▸ TO BE DONE: Copy out all of the entries below word for word, keeping every line unchanged.

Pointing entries
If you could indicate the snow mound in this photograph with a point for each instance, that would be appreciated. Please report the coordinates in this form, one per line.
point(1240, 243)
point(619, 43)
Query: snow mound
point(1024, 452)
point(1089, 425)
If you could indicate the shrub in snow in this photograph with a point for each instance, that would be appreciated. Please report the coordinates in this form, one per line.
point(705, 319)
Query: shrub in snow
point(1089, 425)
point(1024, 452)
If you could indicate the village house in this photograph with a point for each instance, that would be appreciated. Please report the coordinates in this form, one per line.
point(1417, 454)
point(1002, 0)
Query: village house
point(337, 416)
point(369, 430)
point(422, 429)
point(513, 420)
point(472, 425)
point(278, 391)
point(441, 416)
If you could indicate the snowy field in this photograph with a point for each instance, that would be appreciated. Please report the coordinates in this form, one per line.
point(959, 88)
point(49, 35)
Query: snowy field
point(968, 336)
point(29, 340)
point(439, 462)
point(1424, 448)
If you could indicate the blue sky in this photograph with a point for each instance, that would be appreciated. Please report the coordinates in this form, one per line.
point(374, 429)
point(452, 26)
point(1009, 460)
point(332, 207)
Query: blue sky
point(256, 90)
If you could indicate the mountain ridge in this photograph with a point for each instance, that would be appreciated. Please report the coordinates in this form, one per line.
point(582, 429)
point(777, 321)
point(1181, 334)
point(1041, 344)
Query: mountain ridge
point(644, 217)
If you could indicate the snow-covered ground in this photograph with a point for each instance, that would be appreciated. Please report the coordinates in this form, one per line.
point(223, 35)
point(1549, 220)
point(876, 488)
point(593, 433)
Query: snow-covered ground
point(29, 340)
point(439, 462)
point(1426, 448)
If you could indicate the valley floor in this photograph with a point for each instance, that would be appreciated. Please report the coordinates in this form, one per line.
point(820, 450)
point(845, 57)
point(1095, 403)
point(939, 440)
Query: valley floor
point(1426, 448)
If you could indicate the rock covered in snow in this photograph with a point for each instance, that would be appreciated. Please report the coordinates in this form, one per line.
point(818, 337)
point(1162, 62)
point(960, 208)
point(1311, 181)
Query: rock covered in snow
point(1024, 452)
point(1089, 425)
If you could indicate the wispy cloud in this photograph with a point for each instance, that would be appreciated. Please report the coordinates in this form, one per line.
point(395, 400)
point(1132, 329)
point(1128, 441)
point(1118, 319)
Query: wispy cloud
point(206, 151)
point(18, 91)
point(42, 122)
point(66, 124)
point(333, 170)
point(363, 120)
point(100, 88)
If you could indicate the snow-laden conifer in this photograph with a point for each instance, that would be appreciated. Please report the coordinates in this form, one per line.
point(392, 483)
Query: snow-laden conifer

▸ EXERCISE RESULT:
If you could indicate the snow mound in this photograph with a point for each instance, that would be appreciated. Please report the coordinates in this form, one per line.
point(1240, 243)
point(619, 43)
Query: snow mound
point(1024, 452)
point(1089, 425)
If you could indicate the shrub in snow in this photograph with a point for each instance, that would be appreciated. Please report the coordinates in this form, one per line.
point(705, 319)
Query: shrub in snow
point(1089, 425)
point(1024, 452)
If you could indicate the village house in this photograph with a point for each instance, that would be appreciated. Please report the coordinates in this form, one per line.
point(1417, 454)
point(1002, 0)
Query: village house
point(337, 416)
point(369, 430)
point(422, 429)
point(513, 420)
point(472, 425)
point(278, 391)
point(441, 416)
If you could indicate the snowy field in this photograph with a point for each instance, that would be appreciated. Please report the coordinates in this form, one per line.
point(959, 88)
point(49, 35)
Query: snowy field
point(968, 336)
point(29, 340)
point(439, 462)
point(1424, 448)
If you could indicate the blue sky in this photograph with a point for each instance, that would be appreciated. Please report the coordinates in this form, one per line.
point(374, 429)
point(452, 26)
point(1009, 460)
point(332, 207)
Query: blue sky
point(256, 90)
If you could indicate the mountain ridge in this photograph with a point for each instance, that would be appreciated. Please report the coordinates in this form, one per line.
point(582, 429)
point(777, 321)
point(1181, 334)
point(1041, 344)
Query: mountain ridge
point(644, 217)
If you could indicate the snow-covered ground in this photograph with a point for each instance, that would be appreciated. Please report the coordinates in this form, one per line.
point(223, 35)
point(1549, 220)
point(876, 488)
point(593, 433)
Query: snow-covered ground
point(29, 340)
point(439, 462)
point(1426, 448)
If you could indicate the valley floor in this photograph with a point for each instance, that would be appreciated. Please report the coordinates in this form, one per line.
point(820, 450)
point(845, 57)
point(1095, 403)
point(939, 440)
Query: valley floor
point(1426, 448)
If you could indicate the rock covered in snow in this photograph with a point for each instance, that would be appreciated. Please report the coordinates in this form, one per line.
point(818, 337)
point(1162, 62)
point(960, 208)
point(1311, 181)
Query: rock covered in snow
point(1024, 452)
point(1089, 425)
If you could indicate the wispy cloud in this photograph with a point for each instance, that would be appreciated. Please report the coordinates in this form, one per line.
point(395, 400)
point(1132, 329)
point(1128, 441)
point(1118, 319)
Query: wispy cloud
point(206, 151)
point(18, 91)
point(42, 122)
point(66, 124)
point(333, 170)
point(363, 120)
point(100, 88)
If you could indicate the snow-laden conifer in this photograph with a point for each instance, that would be appreciated. Please report the coordinates in this form, one per line.
point(392, 483)
Query: snow-laden conifer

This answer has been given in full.